Data listing:
********
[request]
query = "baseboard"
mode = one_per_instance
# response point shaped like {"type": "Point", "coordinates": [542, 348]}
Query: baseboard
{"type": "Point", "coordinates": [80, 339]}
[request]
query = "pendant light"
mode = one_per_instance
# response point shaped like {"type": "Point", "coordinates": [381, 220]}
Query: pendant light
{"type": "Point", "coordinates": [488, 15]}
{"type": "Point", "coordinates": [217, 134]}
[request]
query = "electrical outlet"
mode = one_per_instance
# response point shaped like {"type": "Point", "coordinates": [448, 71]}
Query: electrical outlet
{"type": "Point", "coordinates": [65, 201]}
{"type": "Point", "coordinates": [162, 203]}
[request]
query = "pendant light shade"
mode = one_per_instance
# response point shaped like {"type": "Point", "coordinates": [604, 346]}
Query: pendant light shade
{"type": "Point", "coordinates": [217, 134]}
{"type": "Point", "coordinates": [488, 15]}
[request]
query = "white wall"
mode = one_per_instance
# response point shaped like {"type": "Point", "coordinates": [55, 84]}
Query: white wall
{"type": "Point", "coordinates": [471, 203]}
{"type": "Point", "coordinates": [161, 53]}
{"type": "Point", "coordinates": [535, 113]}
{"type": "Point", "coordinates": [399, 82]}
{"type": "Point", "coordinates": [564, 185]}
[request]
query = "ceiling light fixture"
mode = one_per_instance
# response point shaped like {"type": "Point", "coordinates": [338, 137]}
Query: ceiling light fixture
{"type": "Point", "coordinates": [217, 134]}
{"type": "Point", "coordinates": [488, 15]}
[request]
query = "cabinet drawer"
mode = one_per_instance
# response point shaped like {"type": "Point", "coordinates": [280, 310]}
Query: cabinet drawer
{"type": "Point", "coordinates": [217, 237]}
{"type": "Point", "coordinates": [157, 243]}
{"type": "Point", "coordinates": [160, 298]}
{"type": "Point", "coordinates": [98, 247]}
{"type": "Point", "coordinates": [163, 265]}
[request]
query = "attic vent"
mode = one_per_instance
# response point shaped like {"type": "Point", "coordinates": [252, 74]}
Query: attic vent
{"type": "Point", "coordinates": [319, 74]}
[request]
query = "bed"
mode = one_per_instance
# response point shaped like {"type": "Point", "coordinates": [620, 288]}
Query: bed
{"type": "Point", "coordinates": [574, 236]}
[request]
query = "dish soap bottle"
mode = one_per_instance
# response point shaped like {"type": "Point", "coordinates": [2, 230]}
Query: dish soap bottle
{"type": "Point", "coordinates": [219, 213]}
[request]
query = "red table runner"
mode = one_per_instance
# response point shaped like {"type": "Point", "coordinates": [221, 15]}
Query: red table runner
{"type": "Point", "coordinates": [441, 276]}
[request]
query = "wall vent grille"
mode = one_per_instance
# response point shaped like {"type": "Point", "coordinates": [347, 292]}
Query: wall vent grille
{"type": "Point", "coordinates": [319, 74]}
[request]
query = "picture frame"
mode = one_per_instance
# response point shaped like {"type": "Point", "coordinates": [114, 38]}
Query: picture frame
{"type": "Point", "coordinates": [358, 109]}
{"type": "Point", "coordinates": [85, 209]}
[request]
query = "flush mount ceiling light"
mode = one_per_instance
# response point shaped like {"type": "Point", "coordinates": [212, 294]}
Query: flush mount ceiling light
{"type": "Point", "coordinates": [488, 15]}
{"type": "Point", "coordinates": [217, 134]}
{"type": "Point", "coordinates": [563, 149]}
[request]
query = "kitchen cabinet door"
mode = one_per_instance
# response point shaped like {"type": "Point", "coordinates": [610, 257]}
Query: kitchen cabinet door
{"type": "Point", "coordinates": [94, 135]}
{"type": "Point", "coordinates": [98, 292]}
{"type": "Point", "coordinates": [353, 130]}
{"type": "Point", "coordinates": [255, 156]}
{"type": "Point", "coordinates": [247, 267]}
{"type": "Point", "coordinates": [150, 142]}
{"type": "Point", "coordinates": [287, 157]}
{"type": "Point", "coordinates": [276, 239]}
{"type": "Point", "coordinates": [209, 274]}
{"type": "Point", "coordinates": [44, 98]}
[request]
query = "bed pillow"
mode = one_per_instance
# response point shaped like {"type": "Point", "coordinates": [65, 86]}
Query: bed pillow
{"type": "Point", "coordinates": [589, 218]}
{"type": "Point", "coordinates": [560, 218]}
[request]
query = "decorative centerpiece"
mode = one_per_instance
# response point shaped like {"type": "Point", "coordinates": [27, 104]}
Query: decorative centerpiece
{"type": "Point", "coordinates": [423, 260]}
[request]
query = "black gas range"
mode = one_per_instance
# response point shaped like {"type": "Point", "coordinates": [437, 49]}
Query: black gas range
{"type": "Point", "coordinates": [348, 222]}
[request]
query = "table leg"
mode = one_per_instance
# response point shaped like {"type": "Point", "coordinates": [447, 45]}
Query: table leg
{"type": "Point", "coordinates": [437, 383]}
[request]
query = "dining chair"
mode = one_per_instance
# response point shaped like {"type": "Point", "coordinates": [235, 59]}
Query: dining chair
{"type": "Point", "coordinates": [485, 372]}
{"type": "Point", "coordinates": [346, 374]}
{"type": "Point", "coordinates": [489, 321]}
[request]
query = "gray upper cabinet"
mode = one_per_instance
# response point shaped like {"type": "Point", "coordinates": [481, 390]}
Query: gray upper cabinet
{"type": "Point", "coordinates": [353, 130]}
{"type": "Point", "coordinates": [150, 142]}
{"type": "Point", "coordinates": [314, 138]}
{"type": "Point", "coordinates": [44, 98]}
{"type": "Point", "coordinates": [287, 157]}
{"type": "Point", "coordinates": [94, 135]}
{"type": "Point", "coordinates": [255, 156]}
********
▸ **REQUIRED TASK**
Every entry must be retyped in full, exactly as given.

▸ **SOLUTION FOR THIS TASK**
[request]
query = "baseboard"
mode = one_per_instance
# response point shaped like {"type": "Point", "coordinates": [542, 348]}
Query: baseboard
{"type": "Point", "coordinates": [80, 339]}
[request]
query = "pendant light"
mode = one_per_instance
# response point shaped like {"type": "Point", "coordinates": [381, 220]}
Query: pendant light
{"type": "Point", "coordinates": [488, 15]}
{"type": "Point", "coordinates": [217, 134]}
[request]
query = "electrical outlet"
mode = one_per_instance
# response point shaped like {"type": "Point", "coordinates": [448, 71]}
Query: electrical outlet
{"type": "Point", "coordinates": [65, 201]}
{"type": "Point", "coordinates": [162, 203]}
[request]
query = "pendant light shade"
mode = one_per_instance
# response point shaped like {"type": "Point", "coordinates": [604, 346]}
Query: pendant light shade
{"type": "Point", "coordinates": [217, 134]}
{"type": "Point", "coordinates": [488, 15]}
[request]
query = "white wall"
mode = one_per_instance
# response point shaped like {"type": "Point", "coordinates": [55, 84]}
Query: white wall
{"type": "Point", "coordinates": [471, 203]}
{"type": "Point", "coordinates": [161, 53]}
{"type": "Point", "coordinates": [535, 113]}
{"type": "Point", "coordinates": [399, 82]}
{"type": "Point", "coordinates": [564, 185]}
[request]
query = "ceiling light fixture"
mode = one_per_instance
# response point shaped like {"type": "Point", "coordinates": [338, 137]}
Query: ceiling light fixture
{"type": "Point", "coordinates": [217, 134]}
{"type": "Point", "coordinates": [488, 15]}
[request]
query = "cabinet drawer"
mode = one_per_instance
# response point shaped like {"type": "Point", "coordinates": [280, 310]}
Query: cabinet drawer
{"type": "Point", "coordinates": [217, 237]}
{"type": "Point", "coordinates": [157, 243]}
{"type": "Point", "coordinates": [160, 298]}
{"type": "Point", "coordinates": [98, 247]}
{"type": "Point", "coordinates": [163, 265]}
[request]
query = "attic vent"
mode = one_per_instance
# response point shaped like {"type": "Point", "coordinates": [252, 74]}
Query: attic vent
{"type": "Point", "coordinates": [319, 74]}
[request]
query = "bed"
mode = one_per_instance
# response point shaped like {"type": "Point", "coordinates": [620, 288]}
Query: bed
{"type": "Point", "coordinates": [574, 236]}
[request]
query = "dish soap bottle"
mode = one_per_instance
# response point shaped like {"type": "Point", "coordinates": [2, 230]}
Query: dish soap bottle
{"type": "Point", "coordinates": [219, 213]}
[request]
query = "red table runner"
mode = one_per_instance
# response point shaped like {"type": "Point", "coordinates": [221, 15]}
Query: red table runner
{"type": "Point", "coordinates": [441, 276]}
[request]
query = "wall vent grille"
mode = one_per_instance
# response point shaped like {"type": "Point", "coordinates": [347, 292]}
Query: wall vent grille
{"type": "Point", "coordinates": [319, 74]}
[request]
query = "picture frame"
mode = one_per_instance
# response point shaped like {"type": "Point", "coordinates": [114, 38]}
Query: picture frame
{"type": "Point", "coordinates": [358, 109]}
{"type": "Point", "coordinates": [85, 209]}
[request]
query = "flush mount ceiling light"
mode = one_per_instance
# response point shaped like {"type": "Point", "coordinates": [212, 294]}
Query: flush mount ceiling light
{"type": "Point", "coordinates": [488, 15]}
{"type": "Point", "coordinates": [217, 134]}
{"type": "Point", "coordinates": [563, 149]}
[request]
query = "kitchen cabinet door"
mode = one_per_instance
# response point shaped like {"type": "Point", "coordinates": [610, 257]}
Query: kitchen cabinet door
{"type": "Point", "coordinates": [94, 135]}
{"type": "Point", "coordinates": [98, 292]}
{"type": "Point", "coordinates": [353, 130]}
{"type": "Point", "coordinates": [255, 156]}
{"type": "Point", "coordinates": [247, 267]}
{"type": "Point", "coordinates": [150, 142]}
{"type": "Point", "coordinates": [287, 157]}
{"type": "Point", "coordinates": [276, 239]}
{"type": "Point", "coordinates": [209, 274]}
{"type": "Point", "coordinates": [44, 98]}
[request]
query = "bed pillow"
mode = one_per_instance
# response point shaped like {"type": "Point", "coordinates": [65, 86]}
Query: bed pillow
{"type": "Point", "coordinates": [589, 218]}
{"type": "Point", "coordinates": [560, 218]}
[request]
query = "decorative centerpiece"
mode = one_per_instance
# response point shaped like {"type": "Point", "coordinates": [27, 104]}
Query: decorative centerpiece
{"type": "Point", "coordinates": [423, 260]}
[request]
query = "black gas range"
mode = one_per_instance
# response point shaped like {"type": "Point", "coordinates": [437, 49]}
Query: black gas range
{"type": "Point", "coordinates": [348, 222]}
[request]
query = "table leg"
mode = one_per_instance
# response point shaped like {"type": "Point", "coordinates": [447, 45]}
Query: table leg
{"type": "Point", "coordinates": [437, 383]}
[request]
query = "dining chair"
mode = one_per_instance
# response point shaped like {"type": "Point", "coordinates": [235, 59]}
Query: dining chair
{"type": "Point", "coordinates": [485, 372]}
{"type": "Point", "coordinates": [346, 374]}
{"type": "Point", "coordinates": [489, 321]}
[request]
query = "gray upper cabinet"
mode = one_per_instance
# response point shaped like {"type": "Point", "coordinates": [481, 390]}
Query: gray upper cabinet
{"type": "Point", "coordinates": [353, 130]}
{"type": "Point", "coordinates": [150, 142]}
{"type": "Point", "coordinates": [314, 138]}
{"type": "Point", "coordinates": [44, 98]}
{"type": "Point", "coordinates": [287, 157]}
{"type": "Point", "coordinates": [94, 135]}
{"type": "Point", "coordinates": [255, 156]}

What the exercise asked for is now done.